YOUR GOAL = Transcribe everything in the data word for word. Pictures are left out.
****************************************
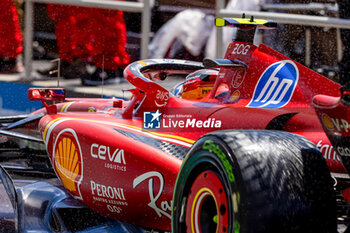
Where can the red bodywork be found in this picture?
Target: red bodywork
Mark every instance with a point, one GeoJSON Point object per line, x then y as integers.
{"type": "Point", "coordinates": [107, 160]}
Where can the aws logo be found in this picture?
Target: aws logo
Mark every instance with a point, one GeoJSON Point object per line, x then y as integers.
{"type": "Point", "coordinates": [276, 85]}
{"type": "Point", "coordinates": [68, 161]}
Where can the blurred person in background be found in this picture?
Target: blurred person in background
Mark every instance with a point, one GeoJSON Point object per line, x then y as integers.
{"type": "Point", "coordinates": [344, 64]}
{"type": "Point", "coordinates": [92, 36]}
{"type": "Point", "coordinates": [10, 38]}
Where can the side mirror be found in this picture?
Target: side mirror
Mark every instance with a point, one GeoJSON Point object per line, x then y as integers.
{"type": "Point", "coordinates": [47, 94]}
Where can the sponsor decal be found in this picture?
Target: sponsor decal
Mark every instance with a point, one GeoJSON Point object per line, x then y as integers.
{"type": "Point", "coordinates": [114, 158]}
{"type": "Point", "coordinates": [210, 146]}
{"type": "Point", "coordinates": [238, 78]}
{"type": "Point", "coordinates": [114, 209]}
{"type": "Point", "coordinates": [340, 125]}
{"type": "Point", "coordinates": [328, 151]}
{"type": "Point", "coordinates": [235, 96]}
{"type": "Point", "coordinates": [276, 85]}
{"type": "Point", "coordinates": [108, 194]}
{"type": "Point", "coordinates": [327, 122]}
{"type": "Point", "coordinates": [164, 209]}
{"type": "Point", "coordinates": [161, 98]}
{"type": "Point", "coordinates": [68, 161]}
{"type": "Point", "coordinates": [240, 49]}
{"type": "Point", "coordinates": [153, 120]}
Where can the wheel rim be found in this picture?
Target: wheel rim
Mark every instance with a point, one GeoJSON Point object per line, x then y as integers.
{"type": "Point", "coordinates": [207, 207]}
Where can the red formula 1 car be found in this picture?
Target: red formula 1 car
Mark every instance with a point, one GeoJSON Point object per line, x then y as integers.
{"type": "Point", "coordinates": [236, 147]}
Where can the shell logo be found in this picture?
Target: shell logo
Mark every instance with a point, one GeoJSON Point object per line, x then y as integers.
{"type": "Point", "coordinates": [327, 122]}
{"type": "Point", "coordinates": [68, 161]}
{"type": "Point", "coordinates": [235, 96]}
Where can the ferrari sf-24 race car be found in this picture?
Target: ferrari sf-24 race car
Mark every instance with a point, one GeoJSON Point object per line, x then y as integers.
{"type": "Point", "coordinates": [236, 147]}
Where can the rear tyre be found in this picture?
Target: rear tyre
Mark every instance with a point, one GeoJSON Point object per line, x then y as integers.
{"type": "Point", "coordinates": [254, 181]}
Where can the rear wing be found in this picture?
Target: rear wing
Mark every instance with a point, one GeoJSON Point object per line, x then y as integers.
{"type": "Point", "coordinates": [243, 23]}
{"type": "Point", "coordinates": [246, 27]}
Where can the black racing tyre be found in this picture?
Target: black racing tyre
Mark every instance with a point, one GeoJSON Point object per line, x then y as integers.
{"type": "Point", "coordinates": [254, 181]}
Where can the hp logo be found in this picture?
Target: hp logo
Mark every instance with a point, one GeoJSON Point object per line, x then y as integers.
{"type": "Point", "coordinates": [276, 85]}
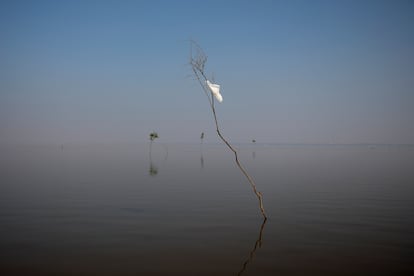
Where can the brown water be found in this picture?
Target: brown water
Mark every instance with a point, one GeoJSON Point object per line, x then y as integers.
{"type": "Point", "coordinates": [187, 210]}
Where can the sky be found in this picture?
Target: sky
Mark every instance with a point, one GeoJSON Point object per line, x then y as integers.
{"type": "Point", "coordinates": [290, 71]}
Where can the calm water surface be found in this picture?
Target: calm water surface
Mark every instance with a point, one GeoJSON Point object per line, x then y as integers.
{"type": "Point", "coordinates": [185, 209]}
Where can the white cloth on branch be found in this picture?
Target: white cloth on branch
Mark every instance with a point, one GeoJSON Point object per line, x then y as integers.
{"type": "Point", "coordinates": [215, 89]}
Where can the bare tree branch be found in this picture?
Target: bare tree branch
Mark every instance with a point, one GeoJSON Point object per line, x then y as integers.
{"type": "Point", "coordinates": [198, 60]}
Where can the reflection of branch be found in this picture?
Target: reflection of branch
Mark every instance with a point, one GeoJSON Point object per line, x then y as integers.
{"type": "Point", "coordinates": [153, 170]}
{"type": "Point", "coordinates": [197, 63]}
{"type": "Point", "coordinates": [257, 244]}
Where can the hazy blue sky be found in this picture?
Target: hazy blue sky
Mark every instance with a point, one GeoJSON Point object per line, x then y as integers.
{"type": "Point", "coordinates": [291, 71]}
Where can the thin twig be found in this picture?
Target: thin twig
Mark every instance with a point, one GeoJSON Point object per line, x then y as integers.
{"type": "Point", "coordinates": [197, 64]}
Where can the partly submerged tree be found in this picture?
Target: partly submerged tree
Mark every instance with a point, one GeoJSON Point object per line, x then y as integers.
{"type": "Point", "coordinates": [153, 169]}
{"type": "Point", "coordinates": [153, 136]}
{"type": "Point", "coordinates": [198, 61]}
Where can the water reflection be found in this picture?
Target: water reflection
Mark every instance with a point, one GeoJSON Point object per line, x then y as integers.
{"type": "Point", "coordinates": [153, 169]}
{"type": "Point", "coordinates": [257, 244]}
****************************************
RESPONSE TO THIS EXERCISE =
Where can the red bodywork be found in this picture?
Target: red bodywork
Mark every instance with a point, one GeoJSON Point object per line, x then y as integers.
{"type": "Point", "coordinates": [107, 160]}
Where can the aws logo be found in this picture?
Target: aws logo
Mark every instance with a point, one GeoJSON Point object per line, x then y as integers.
{"type": "Point", "coordinates": [276, 85]}
{"type": "Point", "coordinates": [68, 161]}
Where can the blurred person in background be found in this picture?
Target: blurred person in background
Mark every instance with a point, one GeoJSON Point object per line, x then y as integers.
{"type": "Point", "coordinates": [344, 64]}
{"type": "Point", "coordinates": [92, 36]}
{"type": "Point", "coordinates": [10, 38]}
Where can the side mirror be found in this picture?
Target: side mirror
Mark every instance with a point, one GeoJSON Point object per line, x then y as integers.
{"type": "Point", "coordinates": [47, 94]}
Where can the sponsor decal be found in this picture?
Target: sponsor decal
Mark every instance with a point, one GeoJSON Point object per line, x then y as integers.
{"type": "Point", "coordinates": [114, 158]}
{"type": "Point", "coordinates": [210, 146]}
{"type": "Point", "coordinates": [238, 78]}
{"type": "Point", "coordinates": [114, 209]}
{"type": "Point", "coordinates": [340, 125]}
{"type": "Point", "coordinates": [328, 151]}
{"type": "Point", "coordinates": [235, 96]}
{"type": "Point", "coordinates": [276, 85]}
{"type": "Point", "coordinates": [108, 194]}
{"type": "Point", "coordinates": [327, 122]}
{"type": "Point", "coordinates": [164, 209]}
{"type": "Point", "coordinates": [161, 98]}
{"type": "Point", "coordinates": [68, 161]}
{"type": "Point", "coordinates": [240, 49]}
{"type": "Point", "coordinates": [153, 120]}
Where can the wheel rim be found in this picture?
Target: wheel rim
Mark every instance with a point, one GeoJSON Point object per line, x then y as integers.
{"type": "Point", "coordinates": [207, 207]}
Where can the red formula 1 car be found in this picture?
Target: red formula 1 car
Mark every instance with a point, one GeoJSON Point object per line, x then y as integers.
{"type": "Point", "coordinates": [236, 147]}
Where can the shell logo be found in this picture?
Target: shell logo
Mark every instance with a point, one GeoJSON Point object per line, x then y as integers.
{"type": "Point", "coordinates": [327, 122]}
{"type": "Point", "coordinates": [68, 161]}
{"type": "Point", "coordinates": [235, 96]}
Where can the ferrari sf-24 race car be found in this picture?
Target: ferrari sf-24 race car
Mark every instance with a point, one GeoJSON Point object per line, x then y as integers.
{"type": "Point", "coordinates": [236, 147]}
Where can the rear tyre be found in this picture?
Target: rear tyre
Mark every instance with a point, one GeoJSON Point object per line, x then y as integers.
{"type": "Point", "coordinates": [254, 181]}
Where can the rear wing be found in this picture?
Target: rear wing
Mark every instance with a point, one GeoJSON Point object per line, x then y as integers.
{"type": "Point", "coordinates": [243, 23]}
{"type": "Point", "coordinates": [246, 27]}
Where can the black racing tyre be found in this picture?
Target: black racing tyre
Mark every instance with a point, one GeoJSON Point object per line, x then y as integers.
{"type": "Point", "coordinates": [254, 181]}
Where can the hp logo be found in this picture?
Target: hp logo
Mark every instance with a point, one GeoJSON Point object per line, x then y as integers.
{"type": "Point", "coordinates": [276, 85]}
Where can the brown water be found in this picture?
Target: brown water
Mark every instance with a point, one GeoJSON Point object per line, x then y as integers.
{"type": "Point", "coordinates": [187, 210]}
Where can the sky be found in this picture?
Target: sky
Mark every instance with a point, one GeoJSON Point object per line, x then y as integers.
{"type": "Point", "coordinates": [290, 71]}
Where can the calm water surface be found in this picture?
Target: calm water surface
Mark every instance with a point, one GeoJSON Point object per line, x then y as integers.
{"type": "Point", "coordinates": [185, 209]}
Where can the white cloth on branch be found in this picture?
Target: white cloth on branch
Mark every instance with a point, one GeoJSON Point object per line, x then y as integers.
{"type": "Point", "coordinates": [215, 89]}
Where can the bare tree branch be found in this picture?
Target: bare tree branch
Mark every instance with a point, one GeoJSON Point object per line, x then y as integers.
{"type": "Point", "coordinates": [198, 60]}
Where can the reflection of branch be found in this picture?
Target: reflection of branch
Mark every instance with a point, one GeoJSON Point object per line, x then y as integers.
{"type": "Point", "coordinates": [153, 170]}
{"type": "Point", "coordinates": [197, 63]}
{"type": "Point", "coordinates": [257, 244]}
Where can the hazy blue sky be found in this picture?
Target: hazy blue sky
Mark every instance with a point, one GeoJSON Point object per line, x then y as integers.
{"type": "Point", "coordinates": [291, 71]}
Where can the thin twig be found in this picture?
Target: thin twig
Mark every instance with a point, one GeoJSON Point object per line, x then y as integers.
{"type": "Point", "coordinates": [197, 64]}
Where can the partly submerged tree be found in this picture?
Target: partly submerged tree
Mark every instance with a point, one GeoJSON Point object per line, x then y as integers.
{"type": "Point", "coordinates": [153, 169]}
{"type": "Point", "coordinates": [153, 136]}
{"type": "Point", "coordinates": [198, 61]}
Where can the water reflection be found in this picture?
Target: water reflection
Mark every instance with a point, one GeoJSON Point object per line, x then y as integers.
{"type": "Point", "coordinates": [153, 169]}
{"type": "Point", "coordinates": [257, 244]}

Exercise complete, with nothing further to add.